__TEXTE À LIRE__
☆ ☆ ☆ ☆
Depuis l’élection de François Hollande, Henri Proglio a fait profil bas, même s'il n'a pu éviter les éclats autour de ses tentatives de reprise de pouvoir chez Veolia. Il a accepté de diminuer sa rémunération pour se conformer à la législation et s’est montré disponible aux attentes du gouvernement. Il s’est bien gardé de le prendre de front, même quand celui-ci annonçait la fermeture de la centrale de Fessenheim ou la limitation de la production nucléaire. Cela ne l’a pas empêché de mener la contre-offensive pied à pied dans le secret des cabinets. Avec un certain succès. La fermeture de Fessenheim semble sans cesse repoussée.
Quand le gouvernement s’inquiète du sort d’Areva, en pleine déconfiture financière, Henri Proglio, soulignant que les relations se sont pacifiées entre EDF et le constructeur de l’EPR depuis le départ d’Anne Lauvergeon, accepte de porter assistance à son fournisseur, au grand soulagement de Bercy. Il se fait désormais le porte-drapeau national de l’EPR, promettant d’en construire deux en Grande-Bretagne. Il garantit aussi à Areva que le groupe conservera son rôle de fournisseur de combustible et de retraitement d’EDF sur le très long terme, avec quelques facilités financières à la clé.
☆ ☆ ☆ ☆
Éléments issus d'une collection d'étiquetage
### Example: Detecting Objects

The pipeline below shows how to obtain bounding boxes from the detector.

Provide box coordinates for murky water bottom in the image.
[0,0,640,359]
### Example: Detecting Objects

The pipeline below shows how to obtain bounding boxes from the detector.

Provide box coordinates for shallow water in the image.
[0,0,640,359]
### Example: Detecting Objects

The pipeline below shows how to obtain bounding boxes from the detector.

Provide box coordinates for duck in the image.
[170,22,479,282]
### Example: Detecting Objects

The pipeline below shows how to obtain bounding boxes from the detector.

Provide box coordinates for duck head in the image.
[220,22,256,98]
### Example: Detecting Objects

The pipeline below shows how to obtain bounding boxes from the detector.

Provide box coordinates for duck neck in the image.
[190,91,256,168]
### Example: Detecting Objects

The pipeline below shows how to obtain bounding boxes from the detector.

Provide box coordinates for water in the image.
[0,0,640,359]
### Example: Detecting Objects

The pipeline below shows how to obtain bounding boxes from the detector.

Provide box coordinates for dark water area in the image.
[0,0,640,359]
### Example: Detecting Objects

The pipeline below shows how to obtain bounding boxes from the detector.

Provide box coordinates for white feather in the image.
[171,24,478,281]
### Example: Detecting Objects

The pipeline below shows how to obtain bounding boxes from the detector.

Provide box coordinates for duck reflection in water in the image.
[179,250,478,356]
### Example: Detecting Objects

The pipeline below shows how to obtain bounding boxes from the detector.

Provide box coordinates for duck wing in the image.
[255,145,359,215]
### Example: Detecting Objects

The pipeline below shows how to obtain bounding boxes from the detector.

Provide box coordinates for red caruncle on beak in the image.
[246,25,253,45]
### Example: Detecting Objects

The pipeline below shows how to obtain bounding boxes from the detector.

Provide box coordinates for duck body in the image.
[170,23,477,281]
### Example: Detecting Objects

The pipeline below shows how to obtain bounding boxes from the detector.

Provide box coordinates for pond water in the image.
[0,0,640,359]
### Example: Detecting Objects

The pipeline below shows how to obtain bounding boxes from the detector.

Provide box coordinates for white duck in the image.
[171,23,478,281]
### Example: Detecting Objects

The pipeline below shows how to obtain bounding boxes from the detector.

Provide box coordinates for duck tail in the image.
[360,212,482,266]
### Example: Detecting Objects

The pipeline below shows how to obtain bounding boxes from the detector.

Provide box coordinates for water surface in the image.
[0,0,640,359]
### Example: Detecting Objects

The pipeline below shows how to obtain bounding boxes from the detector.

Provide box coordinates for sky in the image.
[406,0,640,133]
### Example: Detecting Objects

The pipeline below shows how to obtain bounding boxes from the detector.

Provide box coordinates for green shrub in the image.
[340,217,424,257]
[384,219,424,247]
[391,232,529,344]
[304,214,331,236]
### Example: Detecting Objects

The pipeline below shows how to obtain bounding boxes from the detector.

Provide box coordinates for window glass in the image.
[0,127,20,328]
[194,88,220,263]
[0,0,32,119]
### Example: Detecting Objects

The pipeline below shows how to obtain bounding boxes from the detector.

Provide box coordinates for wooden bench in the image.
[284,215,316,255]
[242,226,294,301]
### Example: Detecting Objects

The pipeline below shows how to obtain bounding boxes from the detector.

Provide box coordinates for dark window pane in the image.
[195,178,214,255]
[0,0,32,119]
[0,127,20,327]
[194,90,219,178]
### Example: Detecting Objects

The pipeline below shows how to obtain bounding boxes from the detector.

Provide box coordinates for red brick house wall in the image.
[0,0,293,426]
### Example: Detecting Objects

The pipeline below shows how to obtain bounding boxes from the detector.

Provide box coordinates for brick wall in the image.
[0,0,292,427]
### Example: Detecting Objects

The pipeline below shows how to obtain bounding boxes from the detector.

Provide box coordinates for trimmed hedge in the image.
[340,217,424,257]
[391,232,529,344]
☆ ☆ ☆ ☆
__ÉNONCÉ 1__
D'après le texte sur Henri Proglio, combien d'EPR promet-il de construire en Grande-Bretagne ?
__ÉNONCÉ 2__
Recopiez mot pour mot, s'il vous plaît, le passage du texte sur Henri Proglio qui commence par « Quand le gouvernement » et se poursuit jusqu'à « financières à la clé. ».
__ÉNONCÉ 3__
Pour chaque affirmation, indiquez par oui ou par non si le texte sur Henri Proglio la confirme, en citant les mots qui tranchent.
(a) Henri Proglio a accepté de réduire sa rémunération.
(b) La fermeture de Fessenheim a été menée sans délai.
(c) Henri Proglio s'est opposé de front au gouvernement.

__CORRIGÉ 1__
Deux.

__CORRIGÉ 2__
Quand le gouvernement s’inquiète du sort d’Areva, en pleine déconfiture financière, Henri Proglio, soulignant que les relations se sont pacifiées entre EDF et le constructeur de l’EPR depuis le départ d’Anne Lauvergeon, accepte de porter assistance à son fournisseur, au grand soulagement de Bercy. Il se fait désormais le porte-drapeau national de l’EPR, promettant d’en construire deux en Grande-Bretagne. Il garantit aussi à Areva que le groupe conservera son rôle de fournisseur de combustible et de retraitement d’EDF sur le très long terme, avec quelques facilités financières à la clé.

__CORRIGÉ 3__
(a) Oui : « Il a accepté de diminuer sa rémunération pour se conformer à la législation ».
(b) Non : « La fermeture de Fessenheim semble sans cesse repoussée. »
(c) Non : « Il s’est bien gardé de le prendre de front ».